BEGIN Given passage

Before: JONES, SILER and GODBOLD,*  Circuit Judges.


William R. Washington, a pro se Michigan prisoner, moves for counsel on appeal from a district court judgment denying his petition for a writ of habeas corpus filed pursuant to 28 U.S.C. § 2254. The case has been referred to a panel of the court pursuant to Rule 9(a), Rules of the Sixth Circuit. Upon examination, this panel unanimously agrees that oral argument is not needed. Fed. R. App. P. 34(a).

On March 23, 1987, Washington was convicted by a jury of first degree criminal sexual conduct. He was sentenced to a term of incarceration of 20 to 40 years. Washington made collateral attacks on his conviction and sentence within the Michigan state court system. He presented the three issues which he asserted in his habeas petition to all levels of the Michigan court system; therefore, he has exhausted his state court remedies for the purposes of federal habeas corpus review.

In his habeas petition, Washington claimed: 1) that the trial court committed reversible error by improperly instructing the jury; 2) that his sentence was disproportionate to the seriousness of the offense, for which he is entitled to resentencing; and 3) that his sentence violated the principle of proportionality, thereby constituting cruel and unusual punishment.

The matter was referred to a magistrate judge who issued a report recommending that the habeas petition be denied. Despite Washington's objections, the district court adopted the report and recommendation in an opinion and judgment dated May 5, 1994.

END Given passage

Short problem 1 -
Answer these about the court opinion, one line each:
(a) Under what statute was Washington's habeas petition filed?
(b) What term of incarceration was he sentenced to?
(c) On what date did the district court adopt the magistrate judge's report and recommendation?
Short problem 2 - Print the court opinion from "In his habeas petition, Washington" up to and including "May 5, 1994.".

BEGIN Data excerpts

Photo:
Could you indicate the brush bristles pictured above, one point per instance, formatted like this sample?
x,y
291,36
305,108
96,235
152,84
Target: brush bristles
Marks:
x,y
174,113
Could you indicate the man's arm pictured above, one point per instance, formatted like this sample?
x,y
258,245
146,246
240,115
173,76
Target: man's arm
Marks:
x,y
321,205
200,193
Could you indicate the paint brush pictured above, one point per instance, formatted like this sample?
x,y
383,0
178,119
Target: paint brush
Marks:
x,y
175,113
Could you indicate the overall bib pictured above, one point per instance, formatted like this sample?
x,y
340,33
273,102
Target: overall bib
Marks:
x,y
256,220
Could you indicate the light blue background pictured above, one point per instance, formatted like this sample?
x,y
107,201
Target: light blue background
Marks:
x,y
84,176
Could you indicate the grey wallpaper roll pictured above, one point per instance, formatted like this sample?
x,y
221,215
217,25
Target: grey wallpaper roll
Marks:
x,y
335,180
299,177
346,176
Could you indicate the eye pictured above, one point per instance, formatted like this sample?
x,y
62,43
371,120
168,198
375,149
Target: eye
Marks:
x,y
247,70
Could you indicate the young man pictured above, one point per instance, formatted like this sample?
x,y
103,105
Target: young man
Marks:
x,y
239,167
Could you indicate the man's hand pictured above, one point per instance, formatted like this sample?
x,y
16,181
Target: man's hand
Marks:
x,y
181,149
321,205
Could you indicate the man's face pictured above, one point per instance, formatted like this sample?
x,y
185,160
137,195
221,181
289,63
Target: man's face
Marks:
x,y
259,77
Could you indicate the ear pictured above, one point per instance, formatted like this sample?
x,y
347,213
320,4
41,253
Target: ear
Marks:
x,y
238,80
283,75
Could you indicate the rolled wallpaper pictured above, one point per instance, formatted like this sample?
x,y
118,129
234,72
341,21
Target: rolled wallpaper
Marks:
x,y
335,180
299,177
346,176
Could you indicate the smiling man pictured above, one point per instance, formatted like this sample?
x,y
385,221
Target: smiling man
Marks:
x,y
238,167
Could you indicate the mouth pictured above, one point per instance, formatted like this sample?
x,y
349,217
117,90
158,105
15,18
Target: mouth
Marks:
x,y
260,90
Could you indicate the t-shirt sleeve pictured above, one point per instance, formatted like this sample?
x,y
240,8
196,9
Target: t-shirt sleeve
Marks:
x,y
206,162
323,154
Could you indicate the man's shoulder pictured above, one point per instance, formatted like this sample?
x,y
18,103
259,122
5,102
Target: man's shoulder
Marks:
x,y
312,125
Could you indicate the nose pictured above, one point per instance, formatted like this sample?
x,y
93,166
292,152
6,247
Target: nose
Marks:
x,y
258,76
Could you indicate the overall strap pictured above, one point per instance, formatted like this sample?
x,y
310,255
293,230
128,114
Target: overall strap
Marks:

END Data excerpts

Finished answer 1 -
(a) 28 U.S.C. § 2254
(b) 20 to 40 years
(c) May 5, 1994

Finished answer 2 -
In his habeas petition, Washington claimed: 1) that the trial court committed reversible error by improperly instructing the jury; 2) that his sentence was disproportionate to the seriousness of the offense, for which he is entitled to resentencing; and 3) that his sentence violated the principle of proportionality, thereby constituting cruel and unusual punishment.

The matter was referred to a magistrate judge who issued a report recommending that the habeas petition be denied. Despite Washington's objections, the district court adopted the report and recommendation in an opinion and judgment dated May 5, 1994.